Task goal: Only the lines holding the string "pants" are needed; copy each of them from the data.

Records provided:
=====
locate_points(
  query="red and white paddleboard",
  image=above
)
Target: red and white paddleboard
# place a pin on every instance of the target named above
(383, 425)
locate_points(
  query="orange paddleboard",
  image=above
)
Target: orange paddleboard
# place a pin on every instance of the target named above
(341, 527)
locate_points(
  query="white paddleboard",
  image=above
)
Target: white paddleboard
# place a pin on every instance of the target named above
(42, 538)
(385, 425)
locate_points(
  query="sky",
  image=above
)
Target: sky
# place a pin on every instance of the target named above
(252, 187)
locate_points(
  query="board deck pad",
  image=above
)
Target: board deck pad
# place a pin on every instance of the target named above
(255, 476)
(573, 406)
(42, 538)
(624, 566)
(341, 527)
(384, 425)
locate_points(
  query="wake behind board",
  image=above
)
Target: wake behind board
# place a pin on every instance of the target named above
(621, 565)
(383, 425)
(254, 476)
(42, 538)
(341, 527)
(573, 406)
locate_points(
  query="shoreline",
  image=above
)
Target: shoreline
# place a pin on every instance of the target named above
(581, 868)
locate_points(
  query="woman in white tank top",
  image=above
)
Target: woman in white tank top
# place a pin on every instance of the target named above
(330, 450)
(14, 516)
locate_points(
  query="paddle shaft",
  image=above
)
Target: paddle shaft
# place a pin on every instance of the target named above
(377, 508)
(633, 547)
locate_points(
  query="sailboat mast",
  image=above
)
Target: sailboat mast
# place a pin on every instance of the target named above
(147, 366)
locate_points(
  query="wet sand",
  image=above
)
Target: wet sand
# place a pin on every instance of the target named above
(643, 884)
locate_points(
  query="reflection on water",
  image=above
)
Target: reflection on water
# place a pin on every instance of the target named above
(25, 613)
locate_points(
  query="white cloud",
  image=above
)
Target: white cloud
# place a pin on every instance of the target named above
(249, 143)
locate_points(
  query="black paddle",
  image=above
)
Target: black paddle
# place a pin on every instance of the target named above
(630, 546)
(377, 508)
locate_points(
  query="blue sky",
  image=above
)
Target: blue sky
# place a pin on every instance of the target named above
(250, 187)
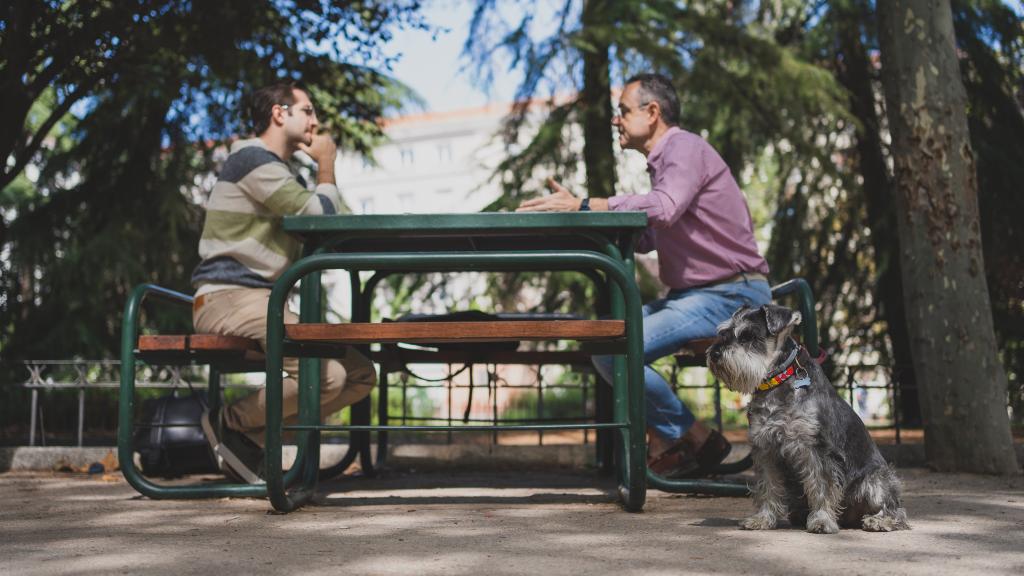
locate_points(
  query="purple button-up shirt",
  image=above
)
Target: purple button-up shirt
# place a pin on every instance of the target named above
(698, 219)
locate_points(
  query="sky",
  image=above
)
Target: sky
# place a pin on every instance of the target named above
(434, 69)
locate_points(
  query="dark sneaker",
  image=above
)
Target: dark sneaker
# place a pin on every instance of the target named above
(674, 462)
(712, 452)
(238, 456)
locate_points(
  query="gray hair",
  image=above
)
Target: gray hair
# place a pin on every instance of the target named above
(657, 88)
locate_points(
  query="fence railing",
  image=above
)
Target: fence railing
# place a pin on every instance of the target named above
(83, 375)
(871, 389)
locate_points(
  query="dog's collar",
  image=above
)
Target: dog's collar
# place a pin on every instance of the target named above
(791, 369)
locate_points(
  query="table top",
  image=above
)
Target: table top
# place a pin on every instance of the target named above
(479, 223)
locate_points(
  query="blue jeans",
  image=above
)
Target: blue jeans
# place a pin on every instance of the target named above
(668, 323)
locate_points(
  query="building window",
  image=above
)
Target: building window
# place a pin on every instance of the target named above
(406, 202)
(444, 153)
(407, 156)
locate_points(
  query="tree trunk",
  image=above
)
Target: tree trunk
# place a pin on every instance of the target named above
(963, 386)
(598, 153)
(854, 72)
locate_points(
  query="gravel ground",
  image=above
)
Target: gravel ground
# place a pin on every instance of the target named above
(453, 522)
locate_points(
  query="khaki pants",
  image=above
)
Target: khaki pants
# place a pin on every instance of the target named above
(242, 312)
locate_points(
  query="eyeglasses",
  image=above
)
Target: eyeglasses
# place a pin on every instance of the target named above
(308, 109)
(624, 111)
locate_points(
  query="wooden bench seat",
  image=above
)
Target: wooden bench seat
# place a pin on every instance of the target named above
(201, 348)
(429, 332)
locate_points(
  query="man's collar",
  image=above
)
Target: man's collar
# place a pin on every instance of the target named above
(660, 144)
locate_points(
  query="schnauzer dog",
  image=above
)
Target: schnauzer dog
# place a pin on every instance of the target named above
(812, 454)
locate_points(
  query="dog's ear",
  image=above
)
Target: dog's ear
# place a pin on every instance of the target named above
(779, 319)
(739, 312)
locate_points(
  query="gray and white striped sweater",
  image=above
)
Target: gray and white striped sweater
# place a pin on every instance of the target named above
(243, 242)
=====
Your response:
  query="khaki pants",
Target: khaki pants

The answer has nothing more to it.